PROBLEMS TO WORK ON –
[1] Answer these questions using the passage on NFL helmets and concussions:
(a) How much money does the NFL say it has invested on the issue since 2006?
(b) What share of helmets used this season does the NFL estimate are made by Riddell?
(c) What amount was the fine that Robinson appealed?
[2] Write out everything in the passage on NFL helmets and concussions from "According to Schutt, Eagles" down to "for the hit.".

TEXT BLOCK –
____
The NFL and NFLPA concussion committees, helmet makers, the Department of Defense and leading scientists will participate in discussions Dec. 8-9 to: examine whether there are new materials that could improve helmets; determine if sensors should be used in helmets, mouthguards or earpieces worn by NFL players to measure impacts of various kinds of hits to the head; review the NFL's return-to-play guidelines established in December 2009, including considering whether sideline tests used to determine if a player has a concussion should be standardized so each team uses the same, mandated neurological exam.
"We're turning over every stone you could imagine," said Richard Ellenbogen, chairman of the University of Washington medical school's department of neurological surgery and co-chair of the NFL's head, neck and spine medical committee.
The NFL says it has invested $10 million on the issue since 2006, including $6 million on concussion- and helmet-related research and education.
"We certainly won't get a helmet that reduces concussions," said Thom Mayer, medical director for the players' union, "unless we try."
The helmet makers say they are trying.
Boston University's Cantu quickly rattled off advances such as Riddell's increased width, Schutt's new cushioning materials, and what he called Xenith's "rather dramatic" change from traditional foams to air-cell padding inside helmets.
No matter what advancements have come about, some NFL players sound skeptical about just how much protection helmets can provide.
"They're making tons of different styles of helmets, and I wear the old, traditional style. I kind of feel, like, if you're going to get knocked out, you're going to get knocked out," Indianapolis Colts cornerback Jerraud Powers said. "I don't really think the helmet matters when it comes to you having a concussion or not."
Each player is allowed to choose which brand he wears. The NFL estimates that 75 percent of helmets used this season are made by Riddell, which has had a licensing/sponsorship agreement with the league since 1990; 23 percent are made by Schutt, 1 to 2 percent by Xenith, and a handful by Adams USA. Rawlings, which stopped making football helmets more than two decades ago, is returning to the business in 2011 and has partnered with the Cleveland Clinic for concussion research.
According to Schutt, Eagles Pro Bowler Jackson had been wearing one of its helmet models that went out of production about two years ago. Then came Oct. 17, a Sunday filled with some particularly vicious hits across the NFL, including the shot Jackson took from Atlanta Falcons cornerback Dunta Robinson that left both men on the ground, motionless. Jackson and Robinson both ended up with concussions; each missed his team's next game; Robinson appealed the $50,000 fine levied by the league for the hit.
D.J. MacLean, Schutt's director of sports marketing, traveled to Philadelphia last week to check on Jackson and his new helmet -- outfitted, unlike his old Schutt, with a material the company says does a much better job of withstanding impacts.
"A lot more cushioning. It felt good," Jackson said Friday after practice. "I'll definitely use it again."
Still, MacLean will be the first to tell you, that material can't ensure those impacts don't cause concussions.
"For somebody to say that there is such a thing as a concussion-proof helmet is incorrect. It's a misinterpretation. Football is a collision sport. When it's played well, it's a violent collision sport. Concussions will happen," MacLean said. "The only way to not get one is to sit in the stands."
____
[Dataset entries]

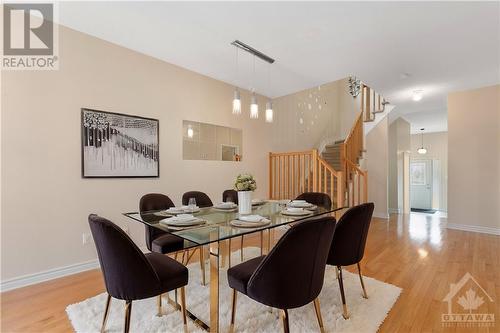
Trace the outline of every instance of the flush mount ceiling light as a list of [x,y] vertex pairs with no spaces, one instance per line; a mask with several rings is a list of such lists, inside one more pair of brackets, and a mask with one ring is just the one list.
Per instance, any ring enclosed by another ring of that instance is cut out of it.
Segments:
[[419,153],[420,155],[427,154],[427,149],[424,148],[424,129],[425,128],[420,129],[420,132],[422,133],[422,145],[417,149],[417,153]]
[[[253,75],[252,75],[252,97],[250,100],[250,118],[251,119],[258,119],[259,118],[259,105],[257,104],[257,96],[255,95],[255,57],[262,59],[263,61],[272,64],[274,63],[274,59],[269,57],[268,55],[254,49],[253,47],[240,42],[239,40],[235,40],[231,43],[231,45],[236,46],[236,67],[238,67],[238,49],[242,49],[250,54],[253,55]],[[238,68],[236,70],[236,73],[238,73]],[[238,88],[235,88],[234,91],[234,98],[233,98],[233,114],[240,114],[241,113],[241,99],[240,99],[240,92]],[[272,122],[273,121],[273,109],[272,109],[272,102],[269,100],[266,103],[266,122]]]
[[415,101],[415,102],[418,102],[422,99],[422,97],[424,97],[424,92],[422,90],[414,90],[413,91],[413,96],[412,96],[412,99]]

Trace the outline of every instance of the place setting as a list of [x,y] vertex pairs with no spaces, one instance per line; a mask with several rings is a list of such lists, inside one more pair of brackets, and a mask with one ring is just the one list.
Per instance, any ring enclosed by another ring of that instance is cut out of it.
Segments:
[[240,215],[237,219],[229,222],[237,228],[258,228],[271,223],[271,220],[261,215]]
[[178,214],[169,218],[160,220],[160,223],[171,230],[184,230],[196,228],[207,223],[206,220],[193,216],[192,214]]
[[238,205],[234,202],[226,201],[216,204],[213,208],[221,212],[235,212],[238,209]]

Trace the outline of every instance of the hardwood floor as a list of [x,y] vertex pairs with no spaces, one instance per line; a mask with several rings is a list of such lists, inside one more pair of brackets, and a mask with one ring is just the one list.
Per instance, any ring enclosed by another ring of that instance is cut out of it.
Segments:
[[[449,230],[445,221],[418,213],[373,220],[363,274],[403,288],[381,332],[500,332],[500,237]],[[258,240],[249,239],[245,246],[252,243],[257,245]],[[349,270],[354,272],[355,267]],[[467,272],[493,298],[493,302],[485,299],[483,306],[494,313],[495,327],[442,327],[441,314],[447,311],[443,299],[450,284]],[[93,270],[5,292],[1,331],[72,331],[66,306],[103,291],[100,271]]]

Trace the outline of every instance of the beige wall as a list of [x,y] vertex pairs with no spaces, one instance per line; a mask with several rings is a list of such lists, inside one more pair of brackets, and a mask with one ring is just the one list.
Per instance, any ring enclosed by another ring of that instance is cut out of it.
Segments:
[[[411,136],[411,159],[431,159],[433,168],[437,168],[438,183],[433,185],[432,208],[442,211],[448,210],[448,132],[436,132],[424,134],[424,147],[427,154],[420,155],[417,149],[422,146],[422,135]],[[437,162],[437,163],[436,163]]]
[[382,119],[366,135],[366,161],[368,170],[368,201],[375,204],[374,216],[387,218],[389,175],[389,123]]
[[[233,88],[223,82],[66,28],[60,30],[58,71],[3,72],[2,281],[96,258],[82,245],[87,216],[98,213],[143,244],[144,228],[121,213],[137,210],[141,195],[163,192],[180,203],[187,190],[214,201],[239,172],[253,173],[266,197],[271,126],[231,114]],[[260,96],[261,109],[265,99]],[[80,108],[157,118],[160,178],[82,179]],[[182,120],[241,128],[243,162],[184,161]]]
[[448,226],[500,234],[500,85],[448,95]]
[[[410,152],[410,123],[398,118],[389,126],[389,210],[403,213],[403,203],[409,194],[405,181],[404,154]],[[407,213],[407,212],[406,212]]]
[[345,139],[360,113],[347,78],[276,98],[275,151],[322,149]]

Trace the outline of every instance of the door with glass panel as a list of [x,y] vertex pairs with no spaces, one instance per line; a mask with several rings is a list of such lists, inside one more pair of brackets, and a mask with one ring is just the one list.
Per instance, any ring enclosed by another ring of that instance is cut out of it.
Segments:
[[414,160],[410,164],[411,208],[432,209],[432,160]]

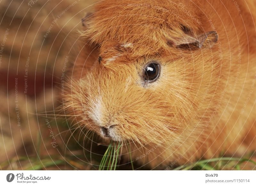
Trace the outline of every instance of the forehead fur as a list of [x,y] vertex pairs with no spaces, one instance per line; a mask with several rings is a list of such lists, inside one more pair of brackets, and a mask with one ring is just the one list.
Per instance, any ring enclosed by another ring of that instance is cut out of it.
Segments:
[[[187,2],[184,7],[180,2],[102,1],[97,4],[95,12],[85,20],[87,26],[84,35],[92,43],[100,45],[101,52],[113,47],[116,42],[132,43],[132,50],[138,53],[159,52],[163,48],[170,48],[168,40],[184,36],[183,26],[192,33],[201,29],[200,25],[195,21],[202,17],[200,11],[196,11],[196,5]],[[195,13],[194,17],[185,13],[184,9],[186,12]]]

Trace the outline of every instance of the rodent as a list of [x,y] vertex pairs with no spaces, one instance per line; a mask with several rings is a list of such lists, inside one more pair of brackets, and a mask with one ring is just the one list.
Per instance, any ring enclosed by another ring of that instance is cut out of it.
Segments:
[[97,3],[66,112],[152,168],[255,151],[256,5],[236,3]]

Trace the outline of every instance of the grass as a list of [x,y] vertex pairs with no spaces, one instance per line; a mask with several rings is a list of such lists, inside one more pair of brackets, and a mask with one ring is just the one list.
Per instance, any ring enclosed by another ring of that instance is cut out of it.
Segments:
[[246,158],[221,157],[198,161],[189,165],[183,165],[173,170],[240,170],[240,166],[243,163],[252,164],[256,166],[256,162]]
[[109,144],[101,159],[99,168],[99,170],[116,169],[121,146],[122,144],[120,143],[117,145],[113,143]]

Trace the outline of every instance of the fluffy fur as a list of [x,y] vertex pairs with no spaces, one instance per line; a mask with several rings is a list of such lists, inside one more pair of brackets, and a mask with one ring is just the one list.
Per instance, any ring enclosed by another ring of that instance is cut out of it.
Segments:
[[[71,70],[66,112],[101,136],[100,127],[112,126],[111,139],[130,144],[133,160],[152,167],[253,151],[256,4],[237,3],[97,3],[83,19],[85,44]],[[200,48],[190,42],[211,31],[218,35]],[[145,84],[151,60],[160,75]]]

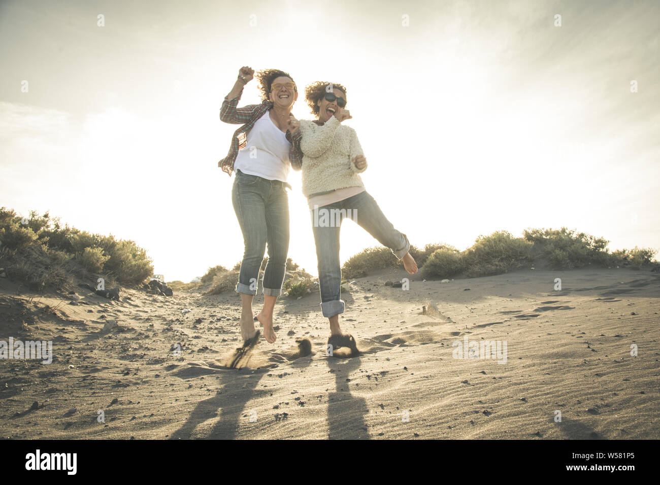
____
RESPONSES TO THE EXERCISE –
[1]
(a) $10 million, including $6 million on concussion- and helmet-related research and education.
(b) 75 percent.
(c) $50,000.

[2]
According to Schutt, Eagles Pro Bowler Jackson had been wearing one of its helmet models that went out of production about two years ago. Then came Oct. 17, a Sunday filled with some particularly vicious hits across the NFL, including the shot Jackson took from Atlanta Falcons cornerback Dunta Robinson that left both men on the ground, motionless. Jackson and Robinson both ended up with concussions; each missed his team's next game; Robinson appealed the $50,000 fine levied by the league for the hit.